DOWNTOWN — The air was abuzz outside Randolph Street’s Harris Theater Saturday morning as hundreds of young people lined up in the midmorning drizzle.

The group was waiting for the start of Downtown Day, an initiative to bring teens from across the city to the heart of Downtown, a neighborhood some of the youth have never had the opportunity to visit.

My Block My Hood My City, a nonprofit organization that mentors Chicago youth, was behind the massive youth meetup Downtown. Prominent downtown business associations, including the Chicago Loop Alliance and Magnificent Mile Association, helped sponsor the event. 

Each Downtown Day participant received a $50 prepaid Visa gift card they could use at restaurants, museums, and movie theaters across the neighborhood, many of which partnered with organizers to offer discounts and special events, My Block My Hood My City founder Jahmal Cole said.

Information supplied ::

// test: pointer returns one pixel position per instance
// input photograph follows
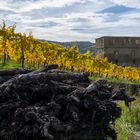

Required work ::
1. Using the Downtown Day article, explain why hundreds of young people were lined up outside the Harris Theater on Saturday morning.
2. Please quote the Downtown Day article, everything from "The group was" down to "sponsor the event.".
3. According to the Downtown Day article, what was the value of the prepaid Visa gift card each participant received?

Results in order ::
1. They were waiting for Downtown Day to begin. The initiative brings teens from across the city to the heart of Downtown, a neighborhood some of them have never had the opportunity to visit.

2.
The group was waiting for the start of Downtown Day, an initiative to bring teens from across the city to the heart of Downtown, a neighborhood some of the youth have never had the opportunity to visit.

My Block My Hood My City, a nonprofit organization that mentors Chicago youth, was behind the massive youth meetup Downtown. Prominent downtown business associations, including the Chicago Loop Alliance and Magnificent Mile Association, helped sponsor the event.

3. $50